* _Problem description_: Every line of the entries below from the one containing "Return one point per instance of the colorful" to the one containing "Return one point per instance of the spaghetti", both ends included, must be written out exactly. No other line belongs in the answer.

* _The records_:
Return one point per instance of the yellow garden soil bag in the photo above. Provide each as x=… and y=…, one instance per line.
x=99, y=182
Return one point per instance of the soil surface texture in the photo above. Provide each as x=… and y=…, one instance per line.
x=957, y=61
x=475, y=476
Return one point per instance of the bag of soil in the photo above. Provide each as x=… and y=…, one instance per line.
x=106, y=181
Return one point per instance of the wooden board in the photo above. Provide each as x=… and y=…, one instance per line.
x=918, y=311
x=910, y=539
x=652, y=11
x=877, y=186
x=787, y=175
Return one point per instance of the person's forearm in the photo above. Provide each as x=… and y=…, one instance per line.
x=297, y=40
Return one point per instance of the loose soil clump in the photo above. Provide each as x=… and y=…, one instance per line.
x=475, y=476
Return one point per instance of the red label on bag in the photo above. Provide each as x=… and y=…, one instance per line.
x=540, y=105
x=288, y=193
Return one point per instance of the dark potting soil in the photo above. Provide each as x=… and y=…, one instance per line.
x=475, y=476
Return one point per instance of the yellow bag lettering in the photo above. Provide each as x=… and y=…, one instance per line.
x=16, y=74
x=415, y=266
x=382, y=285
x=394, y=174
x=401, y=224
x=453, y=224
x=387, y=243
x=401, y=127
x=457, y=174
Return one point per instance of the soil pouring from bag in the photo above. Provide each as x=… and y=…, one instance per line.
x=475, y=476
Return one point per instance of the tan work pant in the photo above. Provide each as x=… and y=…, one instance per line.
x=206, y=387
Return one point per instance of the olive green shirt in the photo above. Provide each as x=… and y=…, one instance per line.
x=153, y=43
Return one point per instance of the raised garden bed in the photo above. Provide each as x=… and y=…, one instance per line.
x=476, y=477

...

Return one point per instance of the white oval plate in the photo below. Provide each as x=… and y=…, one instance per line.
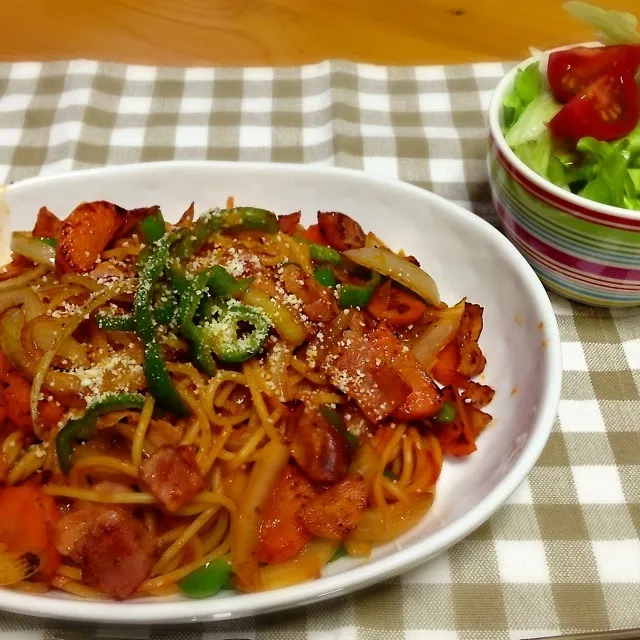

...

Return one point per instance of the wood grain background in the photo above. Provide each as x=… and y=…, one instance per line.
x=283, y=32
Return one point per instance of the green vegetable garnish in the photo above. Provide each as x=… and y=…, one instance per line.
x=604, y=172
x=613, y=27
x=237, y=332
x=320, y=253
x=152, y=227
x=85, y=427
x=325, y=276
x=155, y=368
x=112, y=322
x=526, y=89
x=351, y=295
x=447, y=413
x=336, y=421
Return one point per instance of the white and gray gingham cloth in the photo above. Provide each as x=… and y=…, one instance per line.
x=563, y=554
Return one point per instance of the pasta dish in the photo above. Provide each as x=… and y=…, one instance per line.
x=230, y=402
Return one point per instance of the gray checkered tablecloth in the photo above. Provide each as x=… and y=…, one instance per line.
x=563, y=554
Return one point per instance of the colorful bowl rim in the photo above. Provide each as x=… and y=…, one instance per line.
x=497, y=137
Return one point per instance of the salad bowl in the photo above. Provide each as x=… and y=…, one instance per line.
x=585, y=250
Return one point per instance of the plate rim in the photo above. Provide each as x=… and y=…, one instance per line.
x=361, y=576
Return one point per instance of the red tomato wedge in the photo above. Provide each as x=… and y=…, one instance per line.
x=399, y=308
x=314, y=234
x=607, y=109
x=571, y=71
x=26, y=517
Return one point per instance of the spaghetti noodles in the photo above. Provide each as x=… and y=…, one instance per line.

* _Response to the exercise_:
Return one point per instance of the colorful bowl rim in the photo above. Provide each as x=… and y=…, one instance per line.
x=497, y=137
Return one point per instance of the salad bowl in the photo above. Provide each as x=… and y=…, one instance per line.
x=585, y=250
Return one point per instance of the plate rim in the photo above. Provide each as x=… and y=…, one instance per line.
x=361, y=576
Return one point per instance of the red tomato wedge in the photo above. Provide each as x=… and y=…, one instance per line.
x=399, y=308
x=314, y=234
x=607, y=109
x=571, y=71
x=26, y=517
Return one point per instance of the spaghetti noodles in the photo above. Provide each as x=… and y=…, one instance per line.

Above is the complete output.